--- Selected extract Enclosed Below ---

Can I go back in time and just take the ASVAB and have people think I’m smart? Because when I bumble around the regular world I feel like I do not belong here. At all.


Boxed Insanity

A few months ago my son had a birthday just before we moved out of town. A family member and his wife sent a gift to what they thought was our new address. However, their method for obtaining our new address was not the same method that most people use, which is asking. Most people just go, “Hey, what’s your new address?”

But not these two. These two printed out a whole bunch of real estate info from our area before we moved–just to see what we were looking at. Or something. I don’t know; it’s kind of hard to understand why, because many of the houses they printed out weren’t even houses we looked at. They just printed out random houses. So when we finally bought a house and told them about it, they threw out–apparently randomly–all of the pages but one. Which happened to not be the house we bought. Or even one we looked at. Then they sent a gift to that house.

That was the beginning of May, and as you may have noticed, this is not May. My husband finally asked them where they sent it and they replied that they sent it to our new address–to the street we don’t live on. Clearing up that part of the insanity, the gift was sent back to the return address where the family members also don’t live. Anymore. They moved to Idaho.

The box’s route: Oregon to Tehachapi, Tehachapi to Oregon, Oregon to Idaho, Idaho to Tehachapi. Just your standard shipping experience. When we finally got the box it was much the worse for wear, which was not a problem for the various hats contained inside, including what I’m pretty sure was a hat used in Willy Wonka and the Chocolate Factory as part of an Oompa Loompa costume. Some of you may remember what cool taste this person has in hats; let me remind you of the last time we got hats from him:

This is my fully-insane okie girl/hunter impression. It just goes with the hat, you know?

--- End of Enclosed Selected extract ---
--- Study material Enclosed Below ---

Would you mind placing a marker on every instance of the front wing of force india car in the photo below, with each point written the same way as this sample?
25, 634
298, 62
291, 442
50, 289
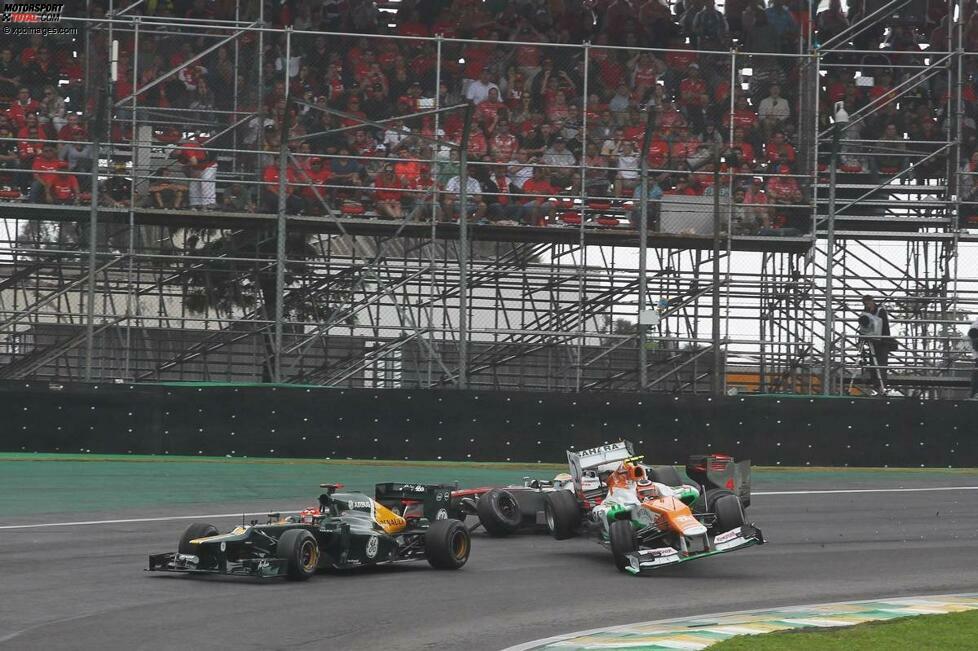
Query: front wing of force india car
403, 522
650, 524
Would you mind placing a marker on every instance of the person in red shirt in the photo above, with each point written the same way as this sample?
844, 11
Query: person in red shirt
31, 137
503, 144
488, 112
658, 153
387, 194
72, 130
746, 149
743, 116
45, 167
779, 150
64, 189
784, 189
315, 193
538, 208
22, 107
294, 203
201, 169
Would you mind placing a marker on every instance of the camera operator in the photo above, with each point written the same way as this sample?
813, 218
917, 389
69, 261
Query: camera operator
973, 340
874, 331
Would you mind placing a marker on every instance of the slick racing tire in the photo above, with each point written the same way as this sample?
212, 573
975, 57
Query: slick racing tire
667, 475
730, 513
194, 531
300, 550
499, 512
447, 544
621, 535
563, 514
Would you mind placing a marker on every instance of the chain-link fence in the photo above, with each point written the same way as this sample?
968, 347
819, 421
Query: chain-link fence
221, 200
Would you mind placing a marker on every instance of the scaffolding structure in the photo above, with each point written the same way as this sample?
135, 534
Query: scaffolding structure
114, 290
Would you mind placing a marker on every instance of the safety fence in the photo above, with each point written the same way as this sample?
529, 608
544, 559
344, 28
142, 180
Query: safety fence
228, 201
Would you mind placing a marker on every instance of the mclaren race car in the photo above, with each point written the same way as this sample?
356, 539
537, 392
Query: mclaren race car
649, 524
403, 522
504, 510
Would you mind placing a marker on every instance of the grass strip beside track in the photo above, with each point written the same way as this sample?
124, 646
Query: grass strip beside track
946, 632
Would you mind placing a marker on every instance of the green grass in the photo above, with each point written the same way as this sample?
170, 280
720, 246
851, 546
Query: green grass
922, 632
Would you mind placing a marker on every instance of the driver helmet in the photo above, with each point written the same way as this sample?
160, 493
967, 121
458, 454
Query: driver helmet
645, 490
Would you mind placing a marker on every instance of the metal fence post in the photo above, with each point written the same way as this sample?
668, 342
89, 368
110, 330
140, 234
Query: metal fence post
280, 255
463, 253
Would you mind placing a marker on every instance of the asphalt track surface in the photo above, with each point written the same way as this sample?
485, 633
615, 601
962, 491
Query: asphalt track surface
82, 587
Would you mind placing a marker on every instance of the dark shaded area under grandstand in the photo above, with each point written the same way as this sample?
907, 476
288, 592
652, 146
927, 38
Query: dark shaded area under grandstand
312, 422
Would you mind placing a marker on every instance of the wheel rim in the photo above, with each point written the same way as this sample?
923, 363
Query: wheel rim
460, 545
309, 555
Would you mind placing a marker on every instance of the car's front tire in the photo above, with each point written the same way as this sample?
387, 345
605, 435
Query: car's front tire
194, 531
499, 512
299, 549
447, 544
621, 535
563, 514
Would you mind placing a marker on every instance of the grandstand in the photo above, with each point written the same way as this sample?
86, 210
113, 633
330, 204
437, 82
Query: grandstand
545, 195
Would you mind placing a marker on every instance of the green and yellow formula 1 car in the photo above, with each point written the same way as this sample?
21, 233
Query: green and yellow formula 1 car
402, 522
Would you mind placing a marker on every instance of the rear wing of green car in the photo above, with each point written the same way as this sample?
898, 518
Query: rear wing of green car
433, 497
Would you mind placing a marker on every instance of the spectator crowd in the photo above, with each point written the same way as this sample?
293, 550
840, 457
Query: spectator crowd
552, 123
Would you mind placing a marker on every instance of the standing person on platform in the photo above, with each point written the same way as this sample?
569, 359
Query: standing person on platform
201, 169
879, 344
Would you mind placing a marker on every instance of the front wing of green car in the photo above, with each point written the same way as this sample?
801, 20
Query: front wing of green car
190, 564
648, 560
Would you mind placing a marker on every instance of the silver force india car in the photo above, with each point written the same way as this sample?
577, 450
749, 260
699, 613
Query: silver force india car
647, 516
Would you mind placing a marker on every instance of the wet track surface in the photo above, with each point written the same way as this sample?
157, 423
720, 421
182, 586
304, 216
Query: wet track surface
83, 586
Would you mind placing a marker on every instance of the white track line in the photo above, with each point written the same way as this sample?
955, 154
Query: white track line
238, 515
868, 490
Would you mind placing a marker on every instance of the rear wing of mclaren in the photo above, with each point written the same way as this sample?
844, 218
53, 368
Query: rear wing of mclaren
581, 460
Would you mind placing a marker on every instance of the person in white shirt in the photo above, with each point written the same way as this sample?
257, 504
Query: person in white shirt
475, 207
562, 160
519, 169
627, 176
396, 134
478, 90
774, 105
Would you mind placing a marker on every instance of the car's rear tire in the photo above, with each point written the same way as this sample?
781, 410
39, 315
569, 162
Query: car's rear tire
621, 535
499, 512
300, 550
447, 544
667, 475
563, 514
730, 513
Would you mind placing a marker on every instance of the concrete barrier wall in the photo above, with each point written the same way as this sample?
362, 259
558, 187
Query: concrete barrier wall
290, 421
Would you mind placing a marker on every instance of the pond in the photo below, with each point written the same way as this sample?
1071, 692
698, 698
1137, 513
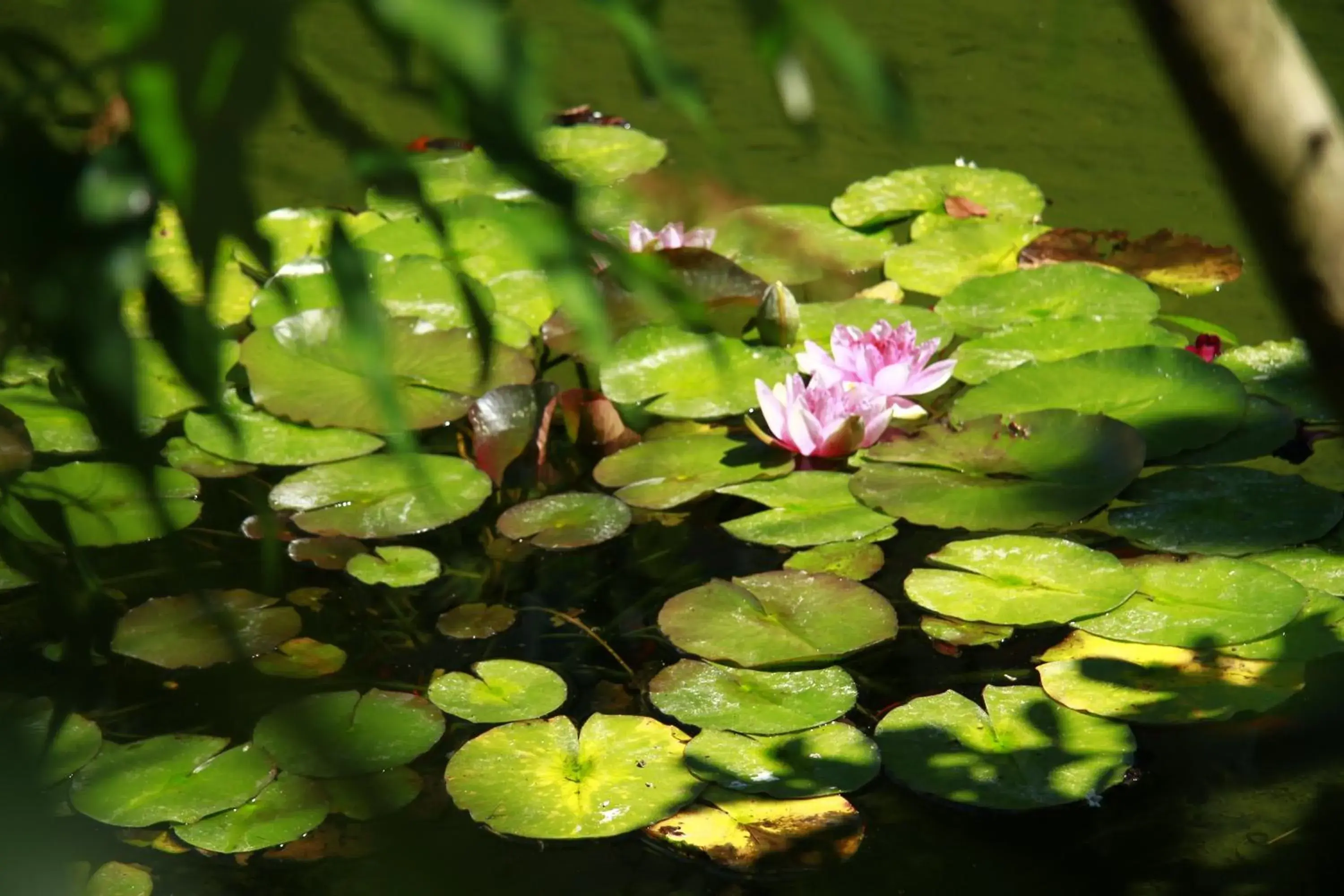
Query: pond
1072, 103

--- End of Enclosed Study material ---

### [Exercise requirements]
a) List each leg of the box's route given in the Boxed Insanity post, in order.
b) Reproduce the passage of the Boxed Insanity post starting at "But not these" and ending at "to that house.".

### [Responses per task]
a)
Oregon to Tehachapi
Tehachapi to Oregon
Oregon to Idaho
Idaho to Tehachapi

b)
But not these two. These two printed out a whole bunch of real estate info from our area before we moved–just to see what we were looking at. Or something. I don’t know; it’s kind of hard to understand why, because many of the houses they printed out weren’t even houses we looked at. They just printed out random houses. So when we finally bought a house and told them about it, they threw out–apparently randomly–all of the pages but one. Which happened to not be the house we bought. Or even one we looked at. Then they sent a gift to that house.